Keep the pictures out, please, and set down every record exactly.

[Opening Available data section]

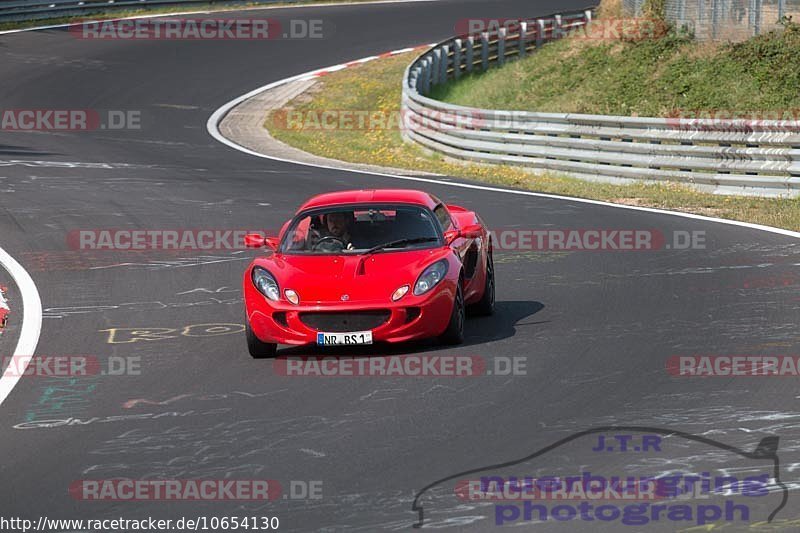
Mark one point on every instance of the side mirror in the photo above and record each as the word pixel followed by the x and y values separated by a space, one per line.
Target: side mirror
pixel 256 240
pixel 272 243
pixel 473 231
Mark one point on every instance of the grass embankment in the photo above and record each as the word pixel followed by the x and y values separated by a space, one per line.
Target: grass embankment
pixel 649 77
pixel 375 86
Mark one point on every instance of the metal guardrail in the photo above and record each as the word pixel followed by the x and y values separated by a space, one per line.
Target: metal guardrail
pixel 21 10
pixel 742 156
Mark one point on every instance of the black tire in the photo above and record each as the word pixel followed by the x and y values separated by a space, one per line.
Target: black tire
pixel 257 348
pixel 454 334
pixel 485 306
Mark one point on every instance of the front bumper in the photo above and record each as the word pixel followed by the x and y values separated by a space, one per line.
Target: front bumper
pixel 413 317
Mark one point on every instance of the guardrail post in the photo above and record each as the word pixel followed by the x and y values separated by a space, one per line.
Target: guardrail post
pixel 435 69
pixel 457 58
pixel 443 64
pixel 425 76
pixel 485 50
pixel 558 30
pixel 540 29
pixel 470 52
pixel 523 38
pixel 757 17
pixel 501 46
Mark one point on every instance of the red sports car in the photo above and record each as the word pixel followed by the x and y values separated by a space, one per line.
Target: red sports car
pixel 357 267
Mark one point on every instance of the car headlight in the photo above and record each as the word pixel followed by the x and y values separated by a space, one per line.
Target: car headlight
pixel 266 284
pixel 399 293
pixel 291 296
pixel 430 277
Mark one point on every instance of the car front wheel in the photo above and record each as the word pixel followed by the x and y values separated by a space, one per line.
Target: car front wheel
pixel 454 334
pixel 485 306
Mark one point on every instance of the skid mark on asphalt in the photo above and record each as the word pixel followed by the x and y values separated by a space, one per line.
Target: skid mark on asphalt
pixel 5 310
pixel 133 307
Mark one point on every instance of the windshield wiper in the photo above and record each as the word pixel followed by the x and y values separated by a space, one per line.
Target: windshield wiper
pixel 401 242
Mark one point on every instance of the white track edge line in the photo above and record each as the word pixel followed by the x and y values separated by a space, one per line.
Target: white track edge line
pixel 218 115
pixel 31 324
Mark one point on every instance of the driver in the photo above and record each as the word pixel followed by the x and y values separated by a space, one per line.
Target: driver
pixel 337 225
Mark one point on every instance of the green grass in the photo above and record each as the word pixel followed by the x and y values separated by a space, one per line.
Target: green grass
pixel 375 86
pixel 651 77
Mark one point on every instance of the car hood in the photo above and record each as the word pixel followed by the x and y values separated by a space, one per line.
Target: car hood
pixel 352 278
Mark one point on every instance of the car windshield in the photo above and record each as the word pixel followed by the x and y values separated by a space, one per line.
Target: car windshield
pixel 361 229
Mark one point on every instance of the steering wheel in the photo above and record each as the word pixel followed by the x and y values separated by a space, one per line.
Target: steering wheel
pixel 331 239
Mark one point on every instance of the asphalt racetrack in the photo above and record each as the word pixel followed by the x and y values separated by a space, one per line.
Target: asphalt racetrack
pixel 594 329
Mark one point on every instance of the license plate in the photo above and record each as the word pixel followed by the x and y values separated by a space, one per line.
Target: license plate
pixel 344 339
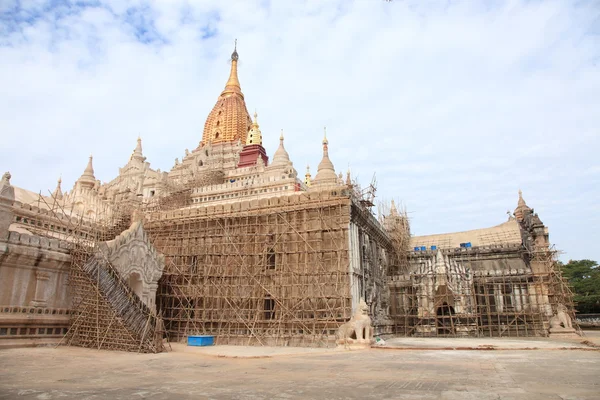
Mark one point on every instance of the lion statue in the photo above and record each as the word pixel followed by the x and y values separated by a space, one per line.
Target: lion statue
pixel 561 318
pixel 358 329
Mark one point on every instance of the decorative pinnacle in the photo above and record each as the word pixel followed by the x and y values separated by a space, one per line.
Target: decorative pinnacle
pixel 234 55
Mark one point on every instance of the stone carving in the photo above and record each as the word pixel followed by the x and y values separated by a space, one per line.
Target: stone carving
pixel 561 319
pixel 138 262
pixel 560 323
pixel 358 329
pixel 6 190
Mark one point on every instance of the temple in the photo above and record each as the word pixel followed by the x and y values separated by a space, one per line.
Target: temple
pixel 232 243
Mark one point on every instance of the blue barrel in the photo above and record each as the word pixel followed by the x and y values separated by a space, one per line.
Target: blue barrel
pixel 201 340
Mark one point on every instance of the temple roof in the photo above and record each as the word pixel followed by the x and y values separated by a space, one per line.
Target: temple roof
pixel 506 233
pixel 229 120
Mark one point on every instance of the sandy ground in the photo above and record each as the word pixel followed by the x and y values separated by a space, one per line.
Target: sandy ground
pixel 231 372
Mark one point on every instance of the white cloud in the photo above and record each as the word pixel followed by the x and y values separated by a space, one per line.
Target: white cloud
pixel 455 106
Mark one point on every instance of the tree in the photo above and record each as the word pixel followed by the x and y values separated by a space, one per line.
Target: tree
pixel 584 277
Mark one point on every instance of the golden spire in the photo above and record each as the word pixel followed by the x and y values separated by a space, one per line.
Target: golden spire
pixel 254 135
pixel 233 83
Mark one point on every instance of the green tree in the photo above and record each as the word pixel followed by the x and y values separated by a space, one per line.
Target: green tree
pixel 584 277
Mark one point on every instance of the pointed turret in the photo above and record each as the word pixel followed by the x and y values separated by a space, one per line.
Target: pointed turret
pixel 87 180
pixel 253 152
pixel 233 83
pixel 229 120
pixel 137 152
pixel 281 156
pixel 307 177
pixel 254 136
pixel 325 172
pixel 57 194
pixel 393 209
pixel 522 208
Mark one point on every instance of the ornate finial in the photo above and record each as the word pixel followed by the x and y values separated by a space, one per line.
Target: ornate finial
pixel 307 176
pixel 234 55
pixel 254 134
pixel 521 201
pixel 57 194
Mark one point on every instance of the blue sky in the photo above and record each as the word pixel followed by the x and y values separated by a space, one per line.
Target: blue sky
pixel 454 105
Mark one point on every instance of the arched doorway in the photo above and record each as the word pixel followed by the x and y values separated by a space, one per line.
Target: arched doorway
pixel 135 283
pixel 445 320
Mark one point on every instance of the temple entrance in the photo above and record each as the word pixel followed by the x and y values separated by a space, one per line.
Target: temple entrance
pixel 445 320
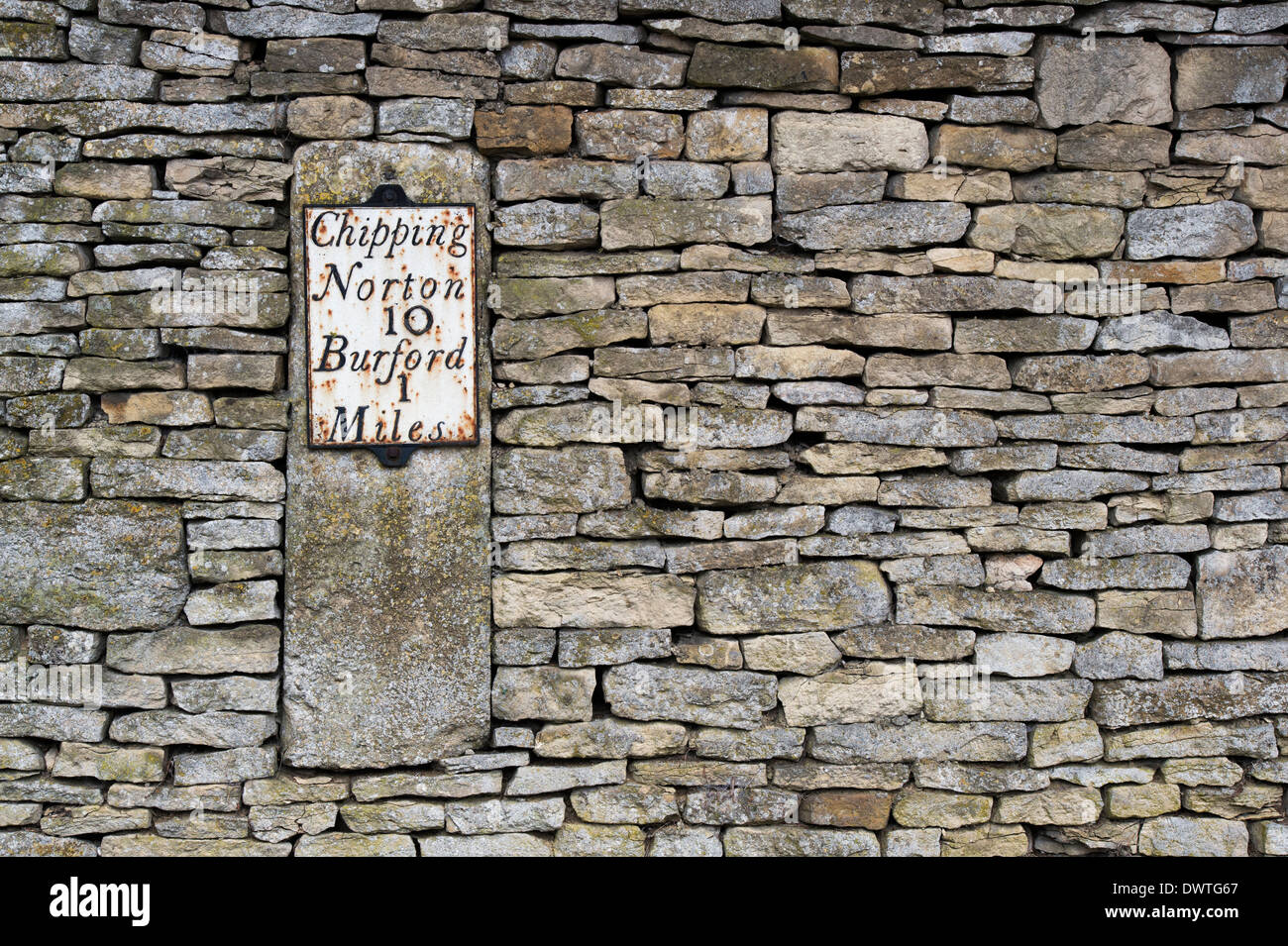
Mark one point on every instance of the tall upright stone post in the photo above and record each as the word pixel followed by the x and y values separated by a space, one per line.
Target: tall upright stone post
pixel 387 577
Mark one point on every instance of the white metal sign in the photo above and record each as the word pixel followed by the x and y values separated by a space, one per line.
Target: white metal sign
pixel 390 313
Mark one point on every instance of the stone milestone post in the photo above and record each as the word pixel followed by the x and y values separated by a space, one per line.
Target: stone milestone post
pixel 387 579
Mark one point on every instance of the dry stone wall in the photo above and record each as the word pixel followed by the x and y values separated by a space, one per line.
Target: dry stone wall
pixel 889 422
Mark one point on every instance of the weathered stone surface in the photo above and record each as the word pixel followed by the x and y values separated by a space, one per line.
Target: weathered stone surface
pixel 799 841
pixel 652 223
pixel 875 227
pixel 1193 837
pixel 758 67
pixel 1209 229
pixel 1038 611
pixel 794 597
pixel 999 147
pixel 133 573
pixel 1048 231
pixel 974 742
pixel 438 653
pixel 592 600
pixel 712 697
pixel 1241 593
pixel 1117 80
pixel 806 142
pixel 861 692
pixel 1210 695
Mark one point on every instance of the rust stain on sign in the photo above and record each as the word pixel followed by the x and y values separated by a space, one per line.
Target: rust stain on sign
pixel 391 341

[Closing Available data section]

### Result
Mark one point on every instance of the side mirror in the photo above and record each as the word pixel followed by the x and y values separated by a space, one per line.
Target: side mirror
pixel 256 240
pixel 272 243
pixel 473 231
Mark one point on every instance of the grass embankment in the photo above and record each as the word pixel followed by the x and y values separated by a space, one per line.
Target: grass embankment
pixel 649 77
pixel 375 86
Mark one point on every instance of the metal guardrail in the photo above and record each as the word pixel followed by the x and y values separated by a space, one per line.
Target: metal guardrail
pixel 21 10
pixel 742 156
Mark one point on every instance of the black tire in the photo above and record each as the word pixel followed by the x and y values separated by a space, one per line.
Target: black tire
pixel 257 348
pixel 454 334
pixel 485 306
Mark one point on every instance of the front bumper in the photo above and record each as the word pixel followed by the x and y values separated by a space, one per line.
Target: front bumper
pixel 413 317
Mark one point on every instance of the guardrail post in the photo above and record each as the word pixel followed by the x and y values separated by a space, one per line.
Target: guardrail post
pixel 435 69
pixel 457 58
pixel 443 64
pixel 425 76
pixel 485 50
pixel 558 30
pixel 540 29
pixel 470 52
pixel 523 38
pixel 757 17
pixel 501 46
Mark one point on every instance of the red sports car in the photo above and record each as the word pixel followed by the x and y values separated by a space, one per line.
Target: red sports car
pixel 357 267
Mark one point on every instance of the car headlight in the photo above and record each as the word pixel followed by the x and y values separated by a space, one per line.
Target: car headlight
pixel 266 284
pixel 399 293
pixel 291 296
pixel 430 277
Mark one point on every instance of the car front wheel in the photo above and record each as the word pixel followed by the x and y values separated by a space, one per line.
Target: car front wheel
pixel 454 334
pixel 485 306
Mark one point on every instance of the skid mark on asphalt in the photo above and record each as the word pixel followed by the x and y values separated by a space, one per line.
Target: skid mark on asphalt
pixel 5 310
pixel 133 307
Mark one point on every instance of the windshield wiper in the photo above and record each as the word pixel followed by the x and y values separated by a space, one per line.
Target: windshield wiper
pixel 401 242
Mark one point on every instance of the white track edge line in the photo above and record each as the word pixel followed by the x and y values separated by a space, one per line.
Target: white track edge line
pixel 218 115
pixel 31 324
Mark one point on every instance of the driver in the photo above and record each as the word pixel followed by the x and y values separated by a space, one per line.
Target: driver
pixel 337 225
Mark one point on every instance of the green grass in the photo above and record each as the word pixel followed by the x and y values separated by a space, one per line.
Target: green grass
pixel 375 86
pixel 651 77
Mark one point on every instance of the car hood in the photo above and record each as the word pixel followed by the x and y values separated by a space, one per line.
Target: car hood
pixel 352 278
Mark one point on every instance of the car windshield in the photo above and record each as the word pixel followed by the x and y values separated by a space, one per line.
Target: car windshield
pixel 361 229
Mark one point on every instance of the steering wheel in the photo above and record each as the word pixel followed by the x and y values separated by a space, one per line.
Target: steering wheel
pixel 331 239
Mark one point on every instance of the asphalt racetrack in the photo above and record each as the word pixel followed by the x and y values separated by a space, one per line.
Target: asphalt racetrack
pixel 594 329
Mark one point on every instance of the license plate in the photo above and record each as the word pixel followed by the x and y values separated by a space, one per line.
Target: license plate
pixel 344 339
Mark one point on every instance of the lion statue in the photo above and record each as the word pixel followed by the x and y values separated by a space, one per line.
Target: lion statue
pixel 561 318
pixel 358 329
Mark one point on every instance of the decorative pinnacle in the photo above and record each as the word pixel followed by the x and y values separated by a space, one per line.
Target: decorative pinnacle
pixel 234 55
Mark one point on every instance of the stone carving in the photo above and record each as the word pixel followed by the x and y values separated by a space, one per line.
Target: stone carving
pixel 561 319
pixel 138 262
pixel 560 323
pixel 358 329
pixel 6 190
Mark one point on every instance of the temple in the photo above and record each as the word pixel followed by the x and y values separated by a space, one per line.
Target: temple
pixel 232 243
Mark one point on every instance of the blue barrel in the photo above and record each as the word pixel followed by the x and y values separated by a space, one per line.
Target: blue barrel
pixel 201 340
Mark one point on every instance of the temple roof in the photo above and record each as the word pixel followed by the x and y values separated by a space, one per line.
Target: temple roof
pixel 506 233
pixel 229 120
Mark one point on every instance of the sandy ground in the photo above and record each as the word pixel followed by the x and y values separated by a space, one per line.
Target: sandy ground
pixel 231 372
Mark one point on every instance of the white cloud in the photo above and record each as the word pixel followed by the x and y values separated by a space, one per line.
Target: white cloud
pixel 455 106
Mark one point on every instance of the tree in the photo above and record each as the word pixel followed by the x and y values separated by a space, one per line.
Target: tree
pixel 584 277
Mark one point on every instance of the golden spire in the photo above and record each as the word pixel followed by the x and y values separated by a space, one per line.
Target: golden spire
pixel 254 135
pixel 233 83
Mark one point on every instance of the green tree in the photo above and record each as the word pixel followed by the x and y values separated by a space, one per line.
Target: green tree
pixel 584 277
Mark one point on every instance of the pointed turret in the photo above and record each as the word pixel followed by the x and y values separated by a space, one per line.
Target: pointed turret
pixel 87 180
pixel 253 152
pixel 233 83
pixel 229 120
pixel 137 152
pixel 281 156
pixel 307 177
pixel 254 136
pixel 325 172
pixel 57 194
pixel 393 209
pixel 522 208
Mark one point on every instance of the ornate finial in the photo above and record each as the word pixel followed by the x and y values separated by a space, one per line.
Target: ornate finial
pixel 307 176
pixel 234 55
pixel 254 134
pixel 521 201
pixel 57 194
Mark one point on every instance of the blue sky in the photo above and record each as the word pixel followed by the x and y values separated by a space, one per line.
Target: blue sky
pixel 454 105
Mark one point on every instance of the arched doorway in the photo above and record each as the word pixel followed by the x and y values separated by a space, one per line.
Target: arched doorway
pixel 135 283
pixel 445 320
Mark one point on every instance of the temple entrance in the photo above and record each as the word pixel followed by the x and y values separated by a space, one per line.
Target: temple entrance
pixel 445 320
Mark one point on every instance of the tall upright stone post in the photo above and record each as the word pixel followed by the x and y values separated by a space, one per line.
Target: tall upright stone post
pixel 387 577
Mark one point on every instance of the white metal sign in the photo above and record each as the word pixel followed by the x and y values separated by a space, one per line.
Target: white metal sign
pixel 390 313
Mark one point on every instance of the stone milestone post in the photo above and record each as the word pixel followed by the x and y values separated by a space, one per line.
Target: stone milestone post
pixel 387 579
Mark one point on every instance of the dry stone wall in the photo above and record each as the word pixel followed by the x and y values separated by a space, one per line.
Target: dry stone wall
pixel 889 422
Mark one point on every instance of the weathered stone surface in the photo above and record each as the word pixel followed by the x and y values separated by a space, one per line.
Target: weathered stone surface
pixel 799 841
pixel 652 223
pixel 875 227
pixel 1193 837
pixel 758 67
pixel 1209 229
pixel 1038 611
pixel 794 597
pixel 999 147
pixel 133 573
pixel 1048 231
pixel 974 742
pixel 438 653
pixel 592 600
pixel 712 697
pixel 1241 593
pixel 1117 80
pixel 806 142
pixel 861 692
pixel 1210 695
Mark one point on every instance of the rust stain on sign in the photo above and record each as the word pixel followed by the x and y values separated by a space, one per line.
Target: rust stain on sign
pixel 391 341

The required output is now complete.